== REQUIREMENT ==
In the text on non-GAAP financial measures below, write out the part that opens with the words containing "Change in contingent consideration obligation." and closes with "with peer companies.", switching "Pasture Genetics" to "the acquired business".
PAGE EXTRACT below:
For reconciliations of historical non-GAAP financial measures to the most comparable financial measures under GAAP, see Tables A1, A2 and B accompanying this release. We have not reconciled our guidance for adjusted EBITDA for fiscal 2023 to net income (loss) because the reconciling line items that impact net income (loss), including interest expense, non-cash stock-based compensation, and foreign currency (gain) loss, among others, are uncertain or out of our control and cannot be reasonably predicted. The actual amount of these items during fiscal 2023 will have a significant impact on net income (loss). Accordingly, a reconciliation of this non-GAAP measure to its most directly comparable GAAP measure is not available without unreasonable efforts.
In order to calculate these non-GAAP financial measures, we make targeted adjustments to certain GAAP financial line items found on our Consolidated Statement of Operations, backing out non-recurring or unique items or items that we believe otherwise distort the underlying results and trends of the ongoing business. We have excluded the following items from one or more of our non-GAAP financial measures for the periods presented:
Selling, general and administrative expenses; operating expenses. We exclude from operating expenses a portion of SG&A expense related to non-recurring transaction expenses related to acquisition. Such as acquisition-related expenses include non-recurring transaction fees, due diligence costs and other direct costs associated with our acquisitions. These amounts are unrelated to our core performance during any particular period and are impacted by the timing of the acquisition. We exclude acquisition-related expenses from our SG&A expense and total operating expenses to provide investors a method to compare our operating results to prior periods and to peer companies, as such amounts can vary significantly based on the frequency of acquisitions and the magnitude of acquisition expenses.
Change in contingent consideration obligation. The change in contingent consideration obligation represents our estimated change in the value of contingent earn-out related to the February 2020 acquisition of Pasture Genetics. These amounts are non-cash and are unrelated to our core performance during any particular period. We believe it is useful to exclude these amounts in order to better understand our business performance and allow investors to compare our results with peer companies.
End of PAGE EXTRACT.
DATASET ENTRIES below:
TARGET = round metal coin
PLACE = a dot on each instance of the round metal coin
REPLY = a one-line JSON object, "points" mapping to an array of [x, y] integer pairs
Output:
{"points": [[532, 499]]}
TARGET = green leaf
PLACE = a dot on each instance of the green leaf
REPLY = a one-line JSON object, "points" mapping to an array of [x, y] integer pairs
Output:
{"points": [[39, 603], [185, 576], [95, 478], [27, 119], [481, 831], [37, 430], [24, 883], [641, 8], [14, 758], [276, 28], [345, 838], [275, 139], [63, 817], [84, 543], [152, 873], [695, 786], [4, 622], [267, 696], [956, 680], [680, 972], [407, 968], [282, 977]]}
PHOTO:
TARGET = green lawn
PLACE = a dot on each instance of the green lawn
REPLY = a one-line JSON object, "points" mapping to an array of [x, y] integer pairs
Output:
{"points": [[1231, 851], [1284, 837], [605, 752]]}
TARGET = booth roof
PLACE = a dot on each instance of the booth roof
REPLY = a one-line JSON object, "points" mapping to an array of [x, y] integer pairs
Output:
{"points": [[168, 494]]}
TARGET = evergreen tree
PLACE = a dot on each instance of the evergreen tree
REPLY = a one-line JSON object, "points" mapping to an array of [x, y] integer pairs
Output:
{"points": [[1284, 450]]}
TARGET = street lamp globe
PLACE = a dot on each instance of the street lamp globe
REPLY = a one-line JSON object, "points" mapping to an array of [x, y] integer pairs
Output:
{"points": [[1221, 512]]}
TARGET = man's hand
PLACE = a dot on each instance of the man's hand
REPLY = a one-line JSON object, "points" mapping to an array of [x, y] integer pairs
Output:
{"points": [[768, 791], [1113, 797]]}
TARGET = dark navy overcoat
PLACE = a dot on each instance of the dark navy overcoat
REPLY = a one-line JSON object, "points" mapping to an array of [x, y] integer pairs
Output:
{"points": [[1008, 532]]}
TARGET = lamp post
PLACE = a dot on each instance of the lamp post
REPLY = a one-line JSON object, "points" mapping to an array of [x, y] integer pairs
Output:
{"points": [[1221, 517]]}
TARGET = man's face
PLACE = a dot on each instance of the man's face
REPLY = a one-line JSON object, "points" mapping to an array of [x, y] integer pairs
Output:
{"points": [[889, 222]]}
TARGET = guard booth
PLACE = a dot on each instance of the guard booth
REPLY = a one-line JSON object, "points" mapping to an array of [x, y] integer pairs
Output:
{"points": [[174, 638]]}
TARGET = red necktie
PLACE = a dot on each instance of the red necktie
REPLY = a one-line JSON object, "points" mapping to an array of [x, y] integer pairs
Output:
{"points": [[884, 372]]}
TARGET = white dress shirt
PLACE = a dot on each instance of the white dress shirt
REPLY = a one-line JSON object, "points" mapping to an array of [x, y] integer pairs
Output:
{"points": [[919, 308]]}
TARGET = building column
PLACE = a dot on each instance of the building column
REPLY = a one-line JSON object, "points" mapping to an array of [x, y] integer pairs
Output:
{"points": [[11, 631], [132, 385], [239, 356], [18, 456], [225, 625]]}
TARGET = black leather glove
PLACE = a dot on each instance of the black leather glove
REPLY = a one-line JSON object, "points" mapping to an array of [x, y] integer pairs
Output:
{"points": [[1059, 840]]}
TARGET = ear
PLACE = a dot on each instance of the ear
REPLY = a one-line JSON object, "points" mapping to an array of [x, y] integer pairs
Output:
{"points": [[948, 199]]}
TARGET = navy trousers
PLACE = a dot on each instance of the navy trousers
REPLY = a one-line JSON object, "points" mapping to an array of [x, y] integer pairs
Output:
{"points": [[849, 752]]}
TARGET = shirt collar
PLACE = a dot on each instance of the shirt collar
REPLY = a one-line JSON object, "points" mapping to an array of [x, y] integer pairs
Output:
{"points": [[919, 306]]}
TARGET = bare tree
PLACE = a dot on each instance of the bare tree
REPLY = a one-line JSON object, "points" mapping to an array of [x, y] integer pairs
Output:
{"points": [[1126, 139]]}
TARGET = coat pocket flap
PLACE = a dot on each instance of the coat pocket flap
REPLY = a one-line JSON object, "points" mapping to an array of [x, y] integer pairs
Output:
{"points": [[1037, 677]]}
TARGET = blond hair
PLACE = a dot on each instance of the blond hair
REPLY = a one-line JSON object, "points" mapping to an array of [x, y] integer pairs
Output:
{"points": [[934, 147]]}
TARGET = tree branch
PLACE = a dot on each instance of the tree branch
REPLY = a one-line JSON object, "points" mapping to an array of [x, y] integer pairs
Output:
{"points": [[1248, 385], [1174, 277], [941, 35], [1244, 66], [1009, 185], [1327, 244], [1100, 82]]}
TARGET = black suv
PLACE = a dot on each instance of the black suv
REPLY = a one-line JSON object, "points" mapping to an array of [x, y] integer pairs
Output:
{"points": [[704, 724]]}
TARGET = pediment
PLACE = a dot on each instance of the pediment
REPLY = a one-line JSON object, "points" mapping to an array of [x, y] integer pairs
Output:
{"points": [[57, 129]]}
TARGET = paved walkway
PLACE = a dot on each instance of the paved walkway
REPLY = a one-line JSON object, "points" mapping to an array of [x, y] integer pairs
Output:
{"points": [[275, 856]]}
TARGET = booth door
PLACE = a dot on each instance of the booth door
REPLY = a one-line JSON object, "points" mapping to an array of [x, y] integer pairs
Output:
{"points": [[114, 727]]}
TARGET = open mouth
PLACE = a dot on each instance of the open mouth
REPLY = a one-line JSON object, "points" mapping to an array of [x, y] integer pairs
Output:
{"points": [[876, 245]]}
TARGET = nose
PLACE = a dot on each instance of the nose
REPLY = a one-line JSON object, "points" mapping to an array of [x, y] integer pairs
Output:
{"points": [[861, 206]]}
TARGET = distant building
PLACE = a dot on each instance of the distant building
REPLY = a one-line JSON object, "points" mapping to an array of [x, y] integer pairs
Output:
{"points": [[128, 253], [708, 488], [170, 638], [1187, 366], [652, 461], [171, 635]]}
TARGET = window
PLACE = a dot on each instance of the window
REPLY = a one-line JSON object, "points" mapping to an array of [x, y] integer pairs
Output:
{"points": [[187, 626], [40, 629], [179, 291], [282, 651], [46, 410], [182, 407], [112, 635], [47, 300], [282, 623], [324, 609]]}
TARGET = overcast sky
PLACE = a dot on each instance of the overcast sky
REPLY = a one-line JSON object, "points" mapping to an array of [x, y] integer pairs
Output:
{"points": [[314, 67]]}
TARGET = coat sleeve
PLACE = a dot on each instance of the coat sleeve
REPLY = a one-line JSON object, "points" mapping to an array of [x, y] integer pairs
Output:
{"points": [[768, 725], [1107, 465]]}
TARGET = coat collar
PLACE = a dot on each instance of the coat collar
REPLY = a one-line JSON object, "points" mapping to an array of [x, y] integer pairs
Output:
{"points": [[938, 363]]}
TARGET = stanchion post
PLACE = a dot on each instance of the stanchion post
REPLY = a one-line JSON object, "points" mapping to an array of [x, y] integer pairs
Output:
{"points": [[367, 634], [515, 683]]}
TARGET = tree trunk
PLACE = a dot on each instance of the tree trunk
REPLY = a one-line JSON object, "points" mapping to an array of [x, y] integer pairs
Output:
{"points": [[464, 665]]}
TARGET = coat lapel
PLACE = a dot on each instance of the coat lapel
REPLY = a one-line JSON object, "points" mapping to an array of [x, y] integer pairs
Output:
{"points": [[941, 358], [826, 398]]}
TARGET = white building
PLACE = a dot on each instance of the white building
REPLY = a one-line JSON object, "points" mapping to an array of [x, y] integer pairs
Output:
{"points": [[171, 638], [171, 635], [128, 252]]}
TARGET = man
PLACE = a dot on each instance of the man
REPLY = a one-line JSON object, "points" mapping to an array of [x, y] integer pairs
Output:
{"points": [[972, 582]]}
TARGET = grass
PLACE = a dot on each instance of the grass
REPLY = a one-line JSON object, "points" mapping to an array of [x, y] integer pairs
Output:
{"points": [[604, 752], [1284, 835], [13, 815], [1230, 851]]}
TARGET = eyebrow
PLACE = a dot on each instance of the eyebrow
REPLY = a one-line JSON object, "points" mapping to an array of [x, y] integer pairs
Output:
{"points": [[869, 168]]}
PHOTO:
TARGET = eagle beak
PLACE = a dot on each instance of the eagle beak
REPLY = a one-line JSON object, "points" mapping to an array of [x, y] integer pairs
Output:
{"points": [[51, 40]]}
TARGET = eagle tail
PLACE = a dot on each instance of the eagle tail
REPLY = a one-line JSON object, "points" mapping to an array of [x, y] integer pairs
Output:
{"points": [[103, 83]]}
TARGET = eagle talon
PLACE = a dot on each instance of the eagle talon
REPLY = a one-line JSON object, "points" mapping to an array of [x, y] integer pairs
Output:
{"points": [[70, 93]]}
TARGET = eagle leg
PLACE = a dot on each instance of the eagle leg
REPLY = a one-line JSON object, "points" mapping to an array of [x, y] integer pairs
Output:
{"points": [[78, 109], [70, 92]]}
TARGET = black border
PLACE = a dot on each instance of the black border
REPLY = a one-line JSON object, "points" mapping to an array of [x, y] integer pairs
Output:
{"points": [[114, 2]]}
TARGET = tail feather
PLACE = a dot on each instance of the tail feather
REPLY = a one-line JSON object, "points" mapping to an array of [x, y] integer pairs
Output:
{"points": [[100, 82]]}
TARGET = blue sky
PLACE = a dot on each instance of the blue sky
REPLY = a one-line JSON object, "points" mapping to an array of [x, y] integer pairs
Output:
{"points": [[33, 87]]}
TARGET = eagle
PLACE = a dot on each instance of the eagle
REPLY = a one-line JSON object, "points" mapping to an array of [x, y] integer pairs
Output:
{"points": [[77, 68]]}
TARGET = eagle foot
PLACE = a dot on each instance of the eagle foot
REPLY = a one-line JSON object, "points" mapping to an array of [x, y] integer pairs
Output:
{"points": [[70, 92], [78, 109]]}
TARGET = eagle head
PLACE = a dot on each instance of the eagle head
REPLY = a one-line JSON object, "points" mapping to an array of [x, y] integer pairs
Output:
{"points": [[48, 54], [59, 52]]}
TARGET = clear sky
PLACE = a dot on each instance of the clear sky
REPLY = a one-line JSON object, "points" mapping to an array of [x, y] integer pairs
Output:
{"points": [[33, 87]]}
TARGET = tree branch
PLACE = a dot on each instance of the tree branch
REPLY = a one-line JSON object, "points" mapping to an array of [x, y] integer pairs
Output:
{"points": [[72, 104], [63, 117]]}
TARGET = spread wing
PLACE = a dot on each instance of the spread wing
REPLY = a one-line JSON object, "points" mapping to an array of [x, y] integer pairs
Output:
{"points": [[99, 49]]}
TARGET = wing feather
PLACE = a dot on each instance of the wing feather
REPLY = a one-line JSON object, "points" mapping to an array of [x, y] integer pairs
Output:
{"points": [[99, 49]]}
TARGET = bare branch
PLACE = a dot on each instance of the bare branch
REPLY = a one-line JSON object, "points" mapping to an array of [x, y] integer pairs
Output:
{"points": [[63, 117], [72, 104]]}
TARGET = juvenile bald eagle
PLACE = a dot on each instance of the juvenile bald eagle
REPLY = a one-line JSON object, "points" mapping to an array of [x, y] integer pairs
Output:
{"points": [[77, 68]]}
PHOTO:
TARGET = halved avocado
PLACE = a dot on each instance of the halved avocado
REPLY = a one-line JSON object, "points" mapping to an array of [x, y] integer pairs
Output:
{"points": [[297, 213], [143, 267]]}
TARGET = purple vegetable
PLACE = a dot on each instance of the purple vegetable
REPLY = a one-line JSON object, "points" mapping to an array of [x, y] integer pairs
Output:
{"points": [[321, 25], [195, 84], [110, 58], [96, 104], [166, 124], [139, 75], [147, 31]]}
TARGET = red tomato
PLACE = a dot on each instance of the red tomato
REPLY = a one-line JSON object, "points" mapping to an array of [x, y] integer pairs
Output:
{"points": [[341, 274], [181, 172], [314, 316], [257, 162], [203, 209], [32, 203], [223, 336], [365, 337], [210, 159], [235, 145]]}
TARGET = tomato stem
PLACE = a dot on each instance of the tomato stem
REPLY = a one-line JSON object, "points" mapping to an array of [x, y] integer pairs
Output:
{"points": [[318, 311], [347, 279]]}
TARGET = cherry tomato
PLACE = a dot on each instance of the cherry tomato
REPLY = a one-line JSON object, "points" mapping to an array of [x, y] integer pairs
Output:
End of DATASET ENTRIES.
== EXPECTED OUTPUT ==
Change in contingent consideration obligation. The change in contingent consideration obligation represents our estimated change in the value of contingent earn-out related to the February 2020 acquisition of the acquired business. These amounts are non-cash and are unrelated to our core performance during any particular period. We believe it is useful to exclude these amounts in order to better understand our business performance and allow investors to compare our results with peer companies.